Assignment>
In the loop modeling text below, why do the two annealing strategies that next-generation KIC adds gradually ramp the weights of the repulsive and Ramachandran terms? Answer in one to three sentences.

Text segment>
------------------------

After superposition of each generated model onto the native structure (excluding the reconstructed loop), the loop backbone heavy-atom RMSD of the model to the native loop conformation is calculated. Overall benchmark performance of each protocol is then evaluated using two different metrics across the entire benchmark set: (i) median loop backbone RMSD of the lowest-energy model to the native structure (or median lowest loop backbone RMSD of the 5 lowest-energy models, which is less susceptible to stochastic fluctuations [Leaver-Fay12]), and (ii) the median percentage of models generated that have a sub-angstrom loop backbone RMSD.

The cyclic coordinate descent (CCD) protocol uses insertion of fragments from proteins of known structure to efficiently sample the loop backbone degrees of freedom [Wang07], followed by torsion angle adjustments via cyclic coordinate descent to close the resulting chain break [Canutescu03].

The kinematic closure (KIC) protocol is a robotics-based method [Mandell09], which samples all but six loop backbone degrees of freedom probabilistically from Ramachandran space. Those remaining three pairs of φ/ψ torsion angles are then solved analytically through kinematic closure to close the chain break [Coutsias05]. The figure below demonstrates a KIC move, which is a purely local conformational change in the chosen protein segment without affecting the rest of the structure.

Figure
Kinematic closure example
Kinematic closure for local conformational sampling: (left) 3 Cα atoms in the segment to be remodeled are designated as pivots (orange), the remaining N-3 Cα atoms are non-pivots (yellow). (middle) Torsion angles at the non-pivot atoms are sampled from residue-specific Ramachandran distributions in standard KIC, opening the segment. (right) Analytical closure calculates values for the pivot φ/ψ torsions that form a closed conformation ("KIC move").

Next-generation KIC (NGK) adds four additional sampling strategies to the standard KIC protocol: (i) the selection of pairs of φ/ψ torsions from neighbor-dependent Ramachandran distributions, (ii) sampling of ω degrees of freedom, as well as annealing methods that gradually ramp the weights of (iii) the repulsive and (iv) Ramachandran terms of the Rosetta energy function to overcome energy barriers [Stein13].

All three loop modeling protocols use Monte-Carlo simulated annealing for rotamer-based side-chain optimization ("repacking") of the loop residues and those within 10Å of the loop, followed by gradient-based minimization. Both KIC and NGK protocols have been shown to successfully sample sub-angstrom protein loop conformations in many cases [Mandell09, Stein13], with NGK generating a higher median percentage of sub-angstrom models than standard KIC [Stein13].

------------------------

Study material>
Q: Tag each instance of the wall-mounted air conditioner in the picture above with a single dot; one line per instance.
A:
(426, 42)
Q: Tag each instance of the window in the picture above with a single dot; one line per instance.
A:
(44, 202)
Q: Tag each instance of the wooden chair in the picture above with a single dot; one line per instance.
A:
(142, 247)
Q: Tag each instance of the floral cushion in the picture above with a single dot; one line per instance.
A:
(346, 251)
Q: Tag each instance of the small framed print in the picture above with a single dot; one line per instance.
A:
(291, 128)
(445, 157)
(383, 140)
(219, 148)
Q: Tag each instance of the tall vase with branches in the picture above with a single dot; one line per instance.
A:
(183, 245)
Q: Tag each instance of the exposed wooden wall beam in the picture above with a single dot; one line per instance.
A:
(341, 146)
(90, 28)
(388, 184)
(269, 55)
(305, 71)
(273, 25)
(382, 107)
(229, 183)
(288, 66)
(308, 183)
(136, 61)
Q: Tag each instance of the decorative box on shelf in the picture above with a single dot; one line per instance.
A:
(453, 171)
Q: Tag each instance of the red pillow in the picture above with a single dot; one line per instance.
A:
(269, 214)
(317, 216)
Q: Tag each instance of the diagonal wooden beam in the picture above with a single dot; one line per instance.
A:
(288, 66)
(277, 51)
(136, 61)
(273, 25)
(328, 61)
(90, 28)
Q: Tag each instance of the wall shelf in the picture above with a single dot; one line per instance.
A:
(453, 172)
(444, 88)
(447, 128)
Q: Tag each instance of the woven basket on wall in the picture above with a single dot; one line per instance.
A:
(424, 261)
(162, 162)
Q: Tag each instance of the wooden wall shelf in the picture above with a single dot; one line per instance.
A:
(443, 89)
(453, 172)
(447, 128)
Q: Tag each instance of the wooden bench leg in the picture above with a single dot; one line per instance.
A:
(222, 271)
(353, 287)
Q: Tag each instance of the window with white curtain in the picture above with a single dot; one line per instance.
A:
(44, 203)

------------------------

Solution>
They gradually ramp the weights of these two terms of the Rosetta energy function to overcome energy barriers during sampling.